§ **WHAT THE TASK REQUIRES**:
Quote the part of the text about Grasshopper below, beginning with the words "In the early" and stopping after "group, Kyle Gaszynski.".

§ **READING PASSAGE**:
•••••
Mackowiak's early years have been colored by a 1991 interview given to music publication Melody Maker, which claimed that he met Rev singer Jonathan Donahue in Camp Sunshine, a reform camp for juvenile delinquents, at the age of ten.

Grasshopper was throwing dead squirrels and rats into a lawnmower when Jonathan met him. The blood spattered over a watching group of retarded kids and they screamed and yelled. They yelled, "Now throw the possum in! The Possum! The possum too!" Muses Jonathan, "When you're younger, these things make a more vivid impression. I remember huge adrenaline rushes as the guts flew and hit people on the legs. I don't know what Grasshopper had done to get in there. He doesn't talk about it much."[3]

The reliability of the story is unknown, though the claim to have met in a reform camp was repeated to the NME in 1998.[4]

Grasshopper was born in upstate New York and was introduced to music by his uncle, an Atlantic Records employee who gave him records by John Coltrane, Ornette Coleman and Miles Davis, as well as novels by Jim Carroll.[5] Growing up close to the border, he was in a range of Canadian radio stations, further broadening his musical education.

In the early 80s, Mackowiak was a member of The People's Front (name taken from the Monty Python film Life of Brian), which played concerts in Fredonia, Dunkirk and Buffalo, NY. There was a film made of the band but has since gone missing. The film showed the band in concert and in a mock documentary with the storyline predicting great success not in the US, but "across the pond" in England. The film ends with a crash that was a foreshadowing of the fate that befell the actual guitar player for the group, Kyle Gaszynski.

Grasshopper undertook a BA in the renowned Media Studies program at the State University of New York at Buffalo (1984–1988) where he studied with avant-garde filmmakers Tony Conrad and Paul Sharits as well as Viennese action artist Peter Weibel. He later received a master's degree in the same subject at The New School, 1990–1993.[6]

While studying at The University of Buffalo around 1986/87, Mackowiak began to play bass guitar with avant garde group Shady Crady, an embryonic Mercury Rev incarnation which also featured Donahue, a member of The Flaming Lips until 1991.

These formative years brought him into close contact with other members of the Flaming Lips/Mercury Rev sphere, such as producer Dave Fridmann and early Rev singer David Baker, also a media student.

Other activities in the late 1980s included working in the video department of a legal transcription company, as a percussionist for the local Buffalo band Sunny in Chernobyl and as a medical research subject: "I did this thing at a medical school where I got paid to take various drugs they were developing. You're in this controlled environment for 3 days and they give you all these drugs then suddenly stop then watch you suffer," he said.[7]

Mackowiak is most commonly known by his childhood nickname Grasshopper, derived from how his family's Polish surname translates into the Polish language - "from where the poppies grow" - and his hyperactive nature as a child.[8]

Mercury Rev

On stage at Quart Festival, Norway in 2016

Mercury Rev properly began in 1989, with Grasshopper moving to electric guitar and the band playing along to footage of TV wildlife documentaries. The band's first two albums, Yerself Is Steam (1991) and Boces (1993) were intricate yet deafening soundscapes dominated by the feedback-strewn, heavily effects-processed guitars of Grasshopper and Donahue. The spirit of experimentation was manifested by the band's use of the Tettix Wave Accumulator, a homemade tone generator of Grasshopper's invention. Boces, remembered by the band as a particularly troubled record, was recorded under the influence of the drug rohypnol.[9] When asked by Melody Maker in 1993 what he liked most about the album, Grasshopper replied: "that it's done."[10]

Chaos also manifested itself outside the studio: a legendary, oft-repeated story holds that either Donahue or singer David Baker tried to gouge the guitarist's eye out with a spoon.[11] The band's first UK interview, with the now-defunct Melody Maker in 1991, contained this memorable exchange, reported by Chris Roberts:

I ask Grasshopper's mother, who must be about 50-odd, if she enjoyed the show.
•••••
§ **INFORMATION GIVEN**:
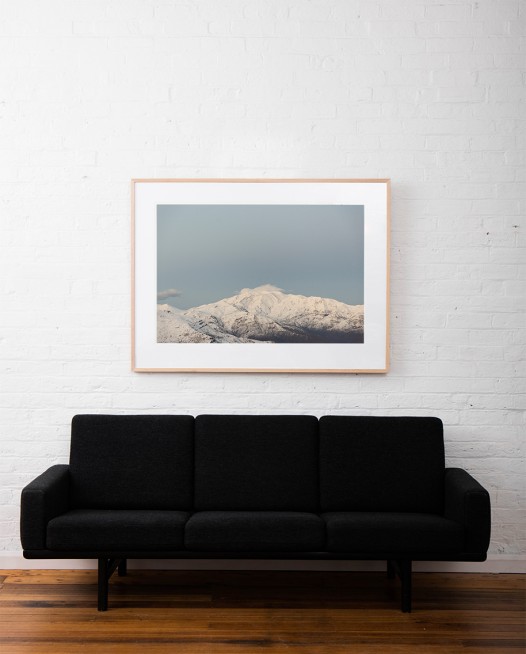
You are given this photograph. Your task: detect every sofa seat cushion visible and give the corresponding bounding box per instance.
[185,511,325,552]
[47,509,190,551]
[322,512,464,555]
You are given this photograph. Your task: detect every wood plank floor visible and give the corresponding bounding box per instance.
[0,570,526,654]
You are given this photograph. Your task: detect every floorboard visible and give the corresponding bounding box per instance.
[0,570,526,654]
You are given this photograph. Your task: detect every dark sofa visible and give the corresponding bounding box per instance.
[21,415,490,612]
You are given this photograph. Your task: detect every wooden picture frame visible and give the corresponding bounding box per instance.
[132,179,390,373]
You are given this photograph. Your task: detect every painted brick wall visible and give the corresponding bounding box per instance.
[0,0,526,561]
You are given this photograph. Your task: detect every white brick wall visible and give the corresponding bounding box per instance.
[0,0,526,561]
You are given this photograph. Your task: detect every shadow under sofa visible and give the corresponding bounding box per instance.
[21,415,491,612]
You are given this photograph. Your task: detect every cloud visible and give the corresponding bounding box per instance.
[157,288,182,300]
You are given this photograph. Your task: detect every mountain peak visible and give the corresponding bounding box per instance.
[238,284,285,296]
[157,284,364,343]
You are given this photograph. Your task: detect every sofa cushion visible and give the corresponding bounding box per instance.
[322,512,464,556]
[195,415,319,512]
[185,511,325,552]
[70,415,194,510]
[320,416,445,514]
[47,509,190,552]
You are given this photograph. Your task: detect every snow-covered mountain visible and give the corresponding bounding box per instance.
[157,285,363,343]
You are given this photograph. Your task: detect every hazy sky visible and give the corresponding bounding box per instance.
[157,205,364,309]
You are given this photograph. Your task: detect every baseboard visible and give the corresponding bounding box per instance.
[0,552,526,574]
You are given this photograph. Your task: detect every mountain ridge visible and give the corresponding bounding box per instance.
•••••
§ **FINISHED EXERCISE**:
In the early 80s, Mackowiak was a member of The People's Front (name taken from the Monty Python film Life of Brian), which played concerts in Fredonia, Dunkirk and Buffalo, NY. There was a film made of the band but has since gone missing. The film showed the band in concert and in a mock documentary with the storyline predicting great success not in the US, but "across the pond" in England. The film ends with a crash that was a foreshadowing of the fate that befell the actual guitar player for the group, Kyle Gaszynski.